■ **TASK TO COMPLETE**:
So that nothing is lost, restate each entry exactly as supplied.

───── STORED DATA

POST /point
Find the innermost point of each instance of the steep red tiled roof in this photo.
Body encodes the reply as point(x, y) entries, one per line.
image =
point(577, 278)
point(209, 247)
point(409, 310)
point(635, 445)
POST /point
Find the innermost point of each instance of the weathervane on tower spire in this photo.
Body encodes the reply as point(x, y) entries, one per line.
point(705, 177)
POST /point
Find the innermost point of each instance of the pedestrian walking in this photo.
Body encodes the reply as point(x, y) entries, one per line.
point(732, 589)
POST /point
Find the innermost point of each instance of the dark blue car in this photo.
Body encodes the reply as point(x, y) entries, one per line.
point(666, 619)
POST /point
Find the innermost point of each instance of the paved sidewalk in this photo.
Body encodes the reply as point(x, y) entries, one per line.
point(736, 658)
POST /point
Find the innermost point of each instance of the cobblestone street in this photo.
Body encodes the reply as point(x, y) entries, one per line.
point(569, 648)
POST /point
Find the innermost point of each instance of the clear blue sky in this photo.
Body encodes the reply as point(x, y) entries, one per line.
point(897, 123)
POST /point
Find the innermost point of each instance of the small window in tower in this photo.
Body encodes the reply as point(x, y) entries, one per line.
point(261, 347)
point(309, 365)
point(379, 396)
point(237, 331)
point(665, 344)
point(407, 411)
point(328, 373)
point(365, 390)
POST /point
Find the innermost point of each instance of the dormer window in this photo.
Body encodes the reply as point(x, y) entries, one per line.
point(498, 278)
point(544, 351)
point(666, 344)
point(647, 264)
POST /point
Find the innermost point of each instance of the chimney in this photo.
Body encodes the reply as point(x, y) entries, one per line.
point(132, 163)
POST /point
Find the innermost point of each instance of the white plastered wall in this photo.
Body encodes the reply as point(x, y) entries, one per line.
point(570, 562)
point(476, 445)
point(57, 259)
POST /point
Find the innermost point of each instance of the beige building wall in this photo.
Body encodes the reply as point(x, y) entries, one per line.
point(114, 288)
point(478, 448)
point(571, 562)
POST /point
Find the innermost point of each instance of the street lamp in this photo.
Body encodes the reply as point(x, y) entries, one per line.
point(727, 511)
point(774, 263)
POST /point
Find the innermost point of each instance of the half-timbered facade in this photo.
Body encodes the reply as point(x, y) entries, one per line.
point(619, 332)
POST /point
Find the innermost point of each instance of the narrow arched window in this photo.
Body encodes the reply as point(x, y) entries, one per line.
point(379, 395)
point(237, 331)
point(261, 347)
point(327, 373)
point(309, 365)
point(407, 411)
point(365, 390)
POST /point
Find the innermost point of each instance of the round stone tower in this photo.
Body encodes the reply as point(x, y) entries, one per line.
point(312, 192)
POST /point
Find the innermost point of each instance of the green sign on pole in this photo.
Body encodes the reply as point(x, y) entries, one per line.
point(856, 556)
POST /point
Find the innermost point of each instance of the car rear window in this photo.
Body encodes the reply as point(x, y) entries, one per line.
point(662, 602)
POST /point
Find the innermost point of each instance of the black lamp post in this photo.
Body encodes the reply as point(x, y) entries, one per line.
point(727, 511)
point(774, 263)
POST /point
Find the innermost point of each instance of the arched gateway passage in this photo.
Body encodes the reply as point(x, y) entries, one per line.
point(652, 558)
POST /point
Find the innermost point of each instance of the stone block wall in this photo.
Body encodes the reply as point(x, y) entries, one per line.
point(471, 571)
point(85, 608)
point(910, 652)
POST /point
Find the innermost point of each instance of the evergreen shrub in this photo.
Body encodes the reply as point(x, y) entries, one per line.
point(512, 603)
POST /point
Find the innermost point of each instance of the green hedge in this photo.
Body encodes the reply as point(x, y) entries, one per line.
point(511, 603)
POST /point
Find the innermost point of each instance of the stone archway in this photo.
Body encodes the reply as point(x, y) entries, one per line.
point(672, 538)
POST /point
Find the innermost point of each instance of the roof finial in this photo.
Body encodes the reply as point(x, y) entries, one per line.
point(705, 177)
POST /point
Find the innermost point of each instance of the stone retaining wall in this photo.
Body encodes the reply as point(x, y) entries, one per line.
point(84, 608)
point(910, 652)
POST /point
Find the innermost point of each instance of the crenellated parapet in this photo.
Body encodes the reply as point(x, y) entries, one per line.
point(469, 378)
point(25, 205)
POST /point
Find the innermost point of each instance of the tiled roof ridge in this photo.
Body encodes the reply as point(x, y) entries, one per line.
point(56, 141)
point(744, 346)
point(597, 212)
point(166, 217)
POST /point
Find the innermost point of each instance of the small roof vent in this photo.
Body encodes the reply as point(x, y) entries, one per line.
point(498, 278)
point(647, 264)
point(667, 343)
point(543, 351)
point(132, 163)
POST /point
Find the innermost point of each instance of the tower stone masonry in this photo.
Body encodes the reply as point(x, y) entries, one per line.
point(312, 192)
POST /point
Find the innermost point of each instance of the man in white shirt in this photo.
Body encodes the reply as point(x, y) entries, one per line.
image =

──────────

■ **WRITTEN RESPONSE**:
POST /point
Find the innermost point of each instance of the steep red tiled roof in this photo.
Body encodes the reply as point(x, y) entries, one per line.
image =
point(577, 278)
point(209, 247)
point(409, 310)
point(635, 445)
POST /point
Find the innermost point of each instance of the weathervane on tower spire in this photo.
Body encodes the reply as point(x, y) entries, one per line.
point(705, 177)
POST /point
Find the innermost point of each instance of the pedestrian walking in this photo.
Body encodes the reply as point(x, y) entries, one per line.
point(732, 589)
POST /point
Find the innermost point of each instance of the dark blue car in this photo.
Body encodes the reply as point(x, y) entries, one per line.
point(666, 619)
POST /point
Find the innermost point of each instance of the paved sidewalk in this photo.
Body encodes the reply as point(x, y) entries, one per line.
point(736, 658)
POST /point
Find the innermost point of each instance of the cobblestone street in this photo.
Body encodes the reply as point(x, y) entries, one per line.
point(569, 648)
POST /point
Find the innermost point of each instance of the clear blue sky in this photo.
Body encodes the reply as point(x, y) entries, one per line.
point(897, 123)
POST /point
Find the innermost point of each instance of the small window in tower in this photo.
Body encodes the reply as point(x, y) entries, one per line.
point(261, 347)
point(309, 365)
point(379, 396)
point(237, 331)
point(665, 344)
point(407, 411)
point(328, 373)
point(365, 390)
POST /point
Find the innermost point of each instance of the dormer window in this photo.
Body encodes the reply as point(x, y) entries, one per line.
point(498, 278)
point(544, 351)
point(666, 344)
point(647, 264)
POST /point
Find the innermost point of each instance of the chimney in this photo.
Body encodes the reply as point(x, y) entries, one per line.
point(132, 163)
POST /point
Find the innermost point of each instance of the white plastered wall in this photo.
Body encodes the reply as point(x, y) entries, one per line.
point(570, 562)
point(476, 445)
point(57, 259)
POST /point
Find the innermost point of each instance of the beige building wall in this photo.
Body encodes the reply as point(x, y) entries, one per line.
point(114, 288)
point(478, 448)
point(571, 562)
POST /point
Find the innermost point of each instance of the street lamp in this photo.
Body encodes the reply as point(x, y) entries, one per line.
point(727, 511)
point(774, 263)
POST /point
Find the innermost point of each instance of the half-timbered facade in this photo.
Body encodes the reply as point(x, y) entries, one per line.
point(619, 332)
POST /point
Find the innermost point of each instance of the narrow arched window in this photo.
Body encodes the reply as point(x, y) entries, one per line.
point(379, 395)
point(237, 331)
point(261, 347)
point(327, 373)
point(309, 365)
point(407, 411)
point(365, 390)
POST /point
Find the innermost point of each instance of the round stone tower in this photo.
Body encodes the reply as point(x, y) entries, one per line.
point(312, 192)
POST /point
Find the innermost point of each instance of the green sign on pole in this photo.
Body encodes the reply as point(x, y) entries, one per line.
point(856, 556)
POST /point
Find the innermost point of each instance of the car rear window in this photo.
Body encodes the reply as point(x, y) entries, one per line.
point(662, 602)
POST /point
Find the innermost point of each instance of the black lamp post in this photo.
Body encodes the reply as point(x, y) entries, one per line.
point(727, 511)
point(774, 263)
POST /point
Find the innermost point of each instance of the arched gateway passage in this photo.
Body encodes the reply as point(x, y) entries, one per line.
point(652, 558)
POST /point
Find the innermost point of each instance of the stone block wall in this photo.
Body encodes the reply as point(x, y) entries, one per line.
point(471, 571)
point(85, 608)
point(910, 652)
POST /point
Find the innermost point of each instance of the evergreen shrub in this photo.
Body encodes the reply as point(x, y) entries, one per line.
point(512, 603)
POST /point
Find the innermost point of each instance of the green hedge in this photo.
Body encodes the reply as point(x, y) entries, one per line.
point(511, 603)
POST /point
Find the innermost point of each instance of the stone archway in this photo.
Body encodes the reply as point(x, y) entries, one per line.
point(672, 538)
POST /point
Find the innermost point of each instance of the roof finial in this photo.
Body encodes the reply as point(x, y) entries, one per line.
point(705, 177)
POST /point
Find the innermost point of each instance of the stone retaining wall in this photo.
Body encodes the reply as point(x, y) entries, one per line.
point(84, 608)
point(910, 652)
POST /point
Find the innermost point of each instance of the crenellated parapet in this photo.
Body encodes the reply as point(x, y) entries, one per line.
point(469, 378)
point(25, 205)
POST /point
Find the innermost point of each instance of the tiled roof ridge in this photo.
Body encodes the reply as point(x, y) entries, one per line.
point(56, 141)
point(744, 346)
point(597, 212)
point(166, 217)
POST /point
Find the innermost point of each instance of the small roof vent in this photo.
Body encodes the reply as point(x, y) entries, one per line.
point(498, 278)
point(647, 264)
point(667, 343)
point(543, 351)
point(132, 163)
POST /point
Find the innermost point of each instance of the tower stone masonry in this photo.
Body encodes the reply as point(x, y) entries, one per line.
point(312, 192)
POST /point
Find the innermost point of each instance of the man in white shirt in this photo.
Body encodes the reply as point(x, y) entries, one per line.
image =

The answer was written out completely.